▸ **COSA DEVI FARE**
• A. Trascrivi dall'omelia il passo che inizia con "Ger 23, 5-8;" e termina con "progetto di vita.".
• B. Indica se ciascuna affermazione concorda con l'omelia, rispondendo sì o no e citando alla lettera le parole dell'omelia che lo stabiliscono: (i) la celebrazione si svolge nella Basilica di Maria Ausiliatrice a Valdocco; (ii) si ricorda il centesimo anniversario della fondazione della Congregazione; (iii) la Famiglia Salesiana è nata dalla Congregazione.

▸ **TESTO DELLA PAGINA**
○ ○ ○
Omelia 18 dicembre 2009 Basilica MA

«Giuseppe fece come gli aveva ordinato l’angelo del Signore»

Omelia nel 150º anniversario della Fondazione della Congregazione

Ger 23, 5-8; Sal 71; Mt 1,18-24

Torino, 18.12.’09

Carissimi fratelli, sorelle, membri della Famiglia Salesiana, giovani,


Vorrei esprimere la mia gioia per la grazia di celebrare assieme a voi, qui a Valdocco, nella Basilica di Maria Ausiliatrice, questa eucaristia in cui esprimiamo la nostra lode e riconoscenza al Signore per il 150º anniversario della fondazione della nostra amata Congregazione, seme da cui è nata la Famiglia Salesiana. Con tutti i confratelli sparsi nel mondo, ma uniti spiritualmente oggi a noi nella Casa della Mamma, vogliamo ringraziare Dio nostro Padre e Don Bosco perché nella Congregazione abbiamo potuto realizzare la nostra esistenza in una forma piena, gioiosa, attraente, feconda e approfondire il nostro progetto di vita.
○ ○ ○
▸ **DATI GREZZI**
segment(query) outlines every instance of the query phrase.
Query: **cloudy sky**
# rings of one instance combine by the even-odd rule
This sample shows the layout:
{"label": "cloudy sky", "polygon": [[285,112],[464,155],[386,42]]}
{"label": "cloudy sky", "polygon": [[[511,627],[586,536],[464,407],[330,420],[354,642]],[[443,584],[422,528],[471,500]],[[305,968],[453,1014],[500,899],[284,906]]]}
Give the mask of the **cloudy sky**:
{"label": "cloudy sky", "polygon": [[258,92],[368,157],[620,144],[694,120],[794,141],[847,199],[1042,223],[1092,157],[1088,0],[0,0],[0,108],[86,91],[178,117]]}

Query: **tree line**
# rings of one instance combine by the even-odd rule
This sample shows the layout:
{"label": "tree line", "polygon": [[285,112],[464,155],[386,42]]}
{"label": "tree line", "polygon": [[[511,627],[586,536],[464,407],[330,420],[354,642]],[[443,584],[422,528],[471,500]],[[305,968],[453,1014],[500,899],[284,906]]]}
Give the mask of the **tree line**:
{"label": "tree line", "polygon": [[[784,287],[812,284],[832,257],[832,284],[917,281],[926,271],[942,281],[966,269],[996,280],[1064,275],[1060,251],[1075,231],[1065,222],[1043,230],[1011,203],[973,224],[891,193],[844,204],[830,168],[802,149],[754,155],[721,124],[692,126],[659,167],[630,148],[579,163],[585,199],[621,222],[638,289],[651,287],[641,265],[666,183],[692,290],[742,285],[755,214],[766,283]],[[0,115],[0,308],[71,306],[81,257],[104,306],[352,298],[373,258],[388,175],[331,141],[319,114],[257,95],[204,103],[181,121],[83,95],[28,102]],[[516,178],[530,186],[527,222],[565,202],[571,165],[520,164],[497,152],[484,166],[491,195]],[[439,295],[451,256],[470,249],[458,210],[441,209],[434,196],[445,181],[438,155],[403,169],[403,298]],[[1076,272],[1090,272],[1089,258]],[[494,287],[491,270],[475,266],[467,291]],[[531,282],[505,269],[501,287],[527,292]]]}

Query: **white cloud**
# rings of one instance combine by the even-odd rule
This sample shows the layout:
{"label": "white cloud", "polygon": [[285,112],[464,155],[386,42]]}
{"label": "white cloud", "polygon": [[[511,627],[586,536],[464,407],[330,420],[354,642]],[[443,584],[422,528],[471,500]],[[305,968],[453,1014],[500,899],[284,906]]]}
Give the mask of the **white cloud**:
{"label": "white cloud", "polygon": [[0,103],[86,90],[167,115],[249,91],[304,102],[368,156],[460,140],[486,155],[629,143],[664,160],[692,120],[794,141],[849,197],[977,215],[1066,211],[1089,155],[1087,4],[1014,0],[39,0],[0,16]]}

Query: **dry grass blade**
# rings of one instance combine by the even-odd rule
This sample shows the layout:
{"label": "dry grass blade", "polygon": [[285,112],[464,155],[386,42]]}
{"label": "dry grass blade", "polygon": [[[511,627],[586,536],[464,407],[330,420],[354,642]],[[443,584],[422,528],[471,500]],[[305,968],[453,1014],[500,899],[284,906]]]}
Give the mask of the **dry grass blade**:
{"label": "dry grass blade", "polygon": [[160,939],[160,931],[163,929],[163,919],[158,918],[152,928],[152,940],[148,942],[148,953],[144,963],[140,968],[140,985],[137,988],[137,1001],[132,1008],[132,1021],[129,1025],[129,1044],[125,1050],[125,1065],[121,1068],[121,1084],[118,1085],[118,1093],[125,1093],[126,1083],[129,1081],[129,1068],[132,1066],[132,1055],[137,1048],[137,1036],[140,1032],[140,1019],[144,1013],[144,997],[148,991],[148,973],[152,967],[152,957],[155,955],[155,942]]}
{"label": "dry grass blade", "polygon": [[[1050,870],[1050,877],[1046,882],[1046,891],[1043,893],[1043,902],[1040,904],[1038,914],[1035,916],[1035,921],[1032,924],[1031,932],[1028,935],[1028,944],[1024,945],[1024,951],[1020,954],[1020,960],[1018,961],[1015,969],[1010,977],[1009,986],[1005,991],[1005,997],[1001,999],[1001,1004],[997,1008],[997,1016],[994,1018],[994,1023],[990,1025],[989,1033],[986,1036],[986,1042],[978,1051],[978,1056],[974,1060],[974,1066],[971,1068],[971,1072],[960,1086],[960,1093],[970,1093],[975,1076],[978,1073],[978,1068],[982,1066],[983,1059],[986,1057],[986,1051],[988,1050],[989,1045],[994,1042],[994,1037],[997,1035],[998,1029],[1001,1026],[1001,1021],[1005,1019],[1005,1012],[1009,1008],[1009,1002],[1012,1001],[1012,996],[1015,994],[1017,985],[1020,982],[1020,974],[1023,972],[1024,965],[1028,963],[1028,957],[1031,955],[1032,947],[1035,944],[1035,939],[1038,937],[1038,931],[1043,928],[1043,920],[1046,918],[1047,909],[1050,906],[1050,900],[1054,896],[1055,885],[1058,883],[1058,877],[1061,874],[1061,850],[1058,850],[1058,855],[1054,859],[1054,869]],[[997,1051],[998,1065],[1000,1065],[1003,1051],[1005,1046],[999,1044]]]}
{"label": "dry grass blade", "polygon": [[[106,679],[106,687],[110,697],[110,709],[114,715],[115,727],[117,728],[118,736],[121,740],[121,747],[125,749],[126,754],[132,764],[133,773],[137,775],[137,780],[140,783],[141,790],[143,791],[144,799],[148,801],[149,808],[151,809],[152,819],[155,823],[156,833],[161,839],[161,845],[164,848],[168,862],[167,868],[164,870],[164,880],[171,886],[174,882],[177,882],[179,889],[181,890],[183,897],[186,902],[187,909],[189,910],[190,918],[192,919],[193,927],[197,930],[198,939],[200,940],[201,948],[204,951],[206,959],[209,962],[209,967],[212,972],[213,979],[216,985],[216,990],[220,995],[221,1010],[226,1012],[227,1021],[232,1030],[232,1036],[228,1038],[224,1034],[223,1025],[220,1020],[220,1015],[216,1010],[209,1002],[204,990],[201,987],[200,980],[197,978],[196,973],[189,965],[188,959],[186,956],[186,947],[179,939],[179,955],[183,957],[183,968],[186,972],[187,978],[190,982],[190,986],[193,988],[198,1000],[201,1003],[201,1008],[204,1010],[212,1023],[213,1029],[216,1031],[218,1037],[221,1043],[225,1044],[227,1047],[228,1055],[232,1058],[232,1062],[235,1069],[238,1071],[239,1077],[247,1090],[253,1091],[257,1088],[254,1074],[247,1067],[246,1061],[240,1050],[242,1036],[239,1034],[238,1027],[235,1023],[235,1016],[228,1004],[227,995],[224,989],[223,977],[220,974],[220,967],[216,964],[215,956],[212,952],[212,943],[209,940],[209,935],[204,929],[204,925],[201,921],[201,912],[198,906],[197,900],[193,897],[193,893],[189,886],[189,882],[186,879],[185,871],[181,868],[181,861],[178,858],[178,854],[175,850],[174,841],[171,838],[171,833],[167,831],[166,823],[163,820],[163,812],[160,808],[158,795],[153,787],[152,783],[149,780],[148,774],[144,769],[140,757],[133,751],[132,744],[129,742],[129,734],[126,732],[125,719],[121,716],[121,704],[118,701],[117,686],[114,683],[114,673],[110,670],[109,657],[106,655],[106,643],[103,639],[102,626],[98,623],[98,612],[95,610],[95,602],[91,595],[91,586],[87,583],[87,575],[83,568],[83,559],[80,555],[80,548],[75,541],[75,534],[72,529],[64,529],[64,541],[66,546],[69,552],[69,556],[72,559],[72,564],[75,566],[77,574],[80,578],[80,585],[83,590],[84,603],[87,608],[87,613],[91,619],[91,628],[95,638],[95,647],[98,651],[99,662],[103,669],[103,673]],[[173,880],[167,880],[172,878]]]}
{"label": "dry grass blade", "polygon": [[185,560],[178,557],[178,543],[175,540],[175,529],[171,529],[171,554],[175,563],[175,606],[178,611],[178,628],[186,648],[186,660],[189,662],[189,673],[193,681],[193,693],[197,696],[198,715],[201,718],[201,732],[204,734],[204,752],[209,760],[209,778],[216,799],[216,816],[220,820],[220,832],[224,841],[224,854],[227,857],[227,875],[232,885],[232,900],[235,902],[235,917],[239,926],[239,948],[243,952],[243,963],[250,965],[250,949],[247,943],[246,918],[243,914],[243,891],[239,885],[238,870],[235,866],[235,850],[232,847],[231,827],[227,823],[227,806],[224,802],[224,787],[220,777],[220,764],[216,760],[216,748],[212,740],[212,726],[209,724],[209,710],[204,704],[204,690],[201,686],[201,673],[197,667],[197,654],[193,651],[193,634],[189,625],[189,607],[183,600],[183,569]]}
○ ○ ○
▸ **SOLUZIONI DELL'ESERCIZIO**
• A.
Ger 23, 5-8; Sal 71; Mt 1,18-24

Torino, 18.12.’09

Carissimi fratelli, sorelle, membri della Famiglia Salesiana, giovani,


Vorrei esprimere la mia gioia per la grazia di celebrare assieme a voi, qui a Valdocco, nella Basilica di Maria Ausiliatrice, questa eucaristia in cui esprimiamo la nostra lode e riconoscenza al Signore per il 150º anniversario della fondazione della nostra amata Congregazione, seme da cui è nata la Famiglia Salesiana. Con tutti i confratelli sparsi nel mondo, ma uniti spiritualmente oggi a noi nella Casa della Mamma, vogliamo ringraziare Dio nostro Padre e Don Bosco perché nella Congregazione abbiamo potuto realizzare la nostra esistenza in una forma piena, gioiosa, attraente, feconda e approfondire il nostro progetto di vita.

• B.
(i) Sì: «qui a Valdocco, nella Basilica di Maria Ausiliatrice».
(ii) No: «per il 150º anniversario della fondazione della nostra amata Congregazione».
(iii) Sì: «seme da cui è nata la Famiglia Salesiana».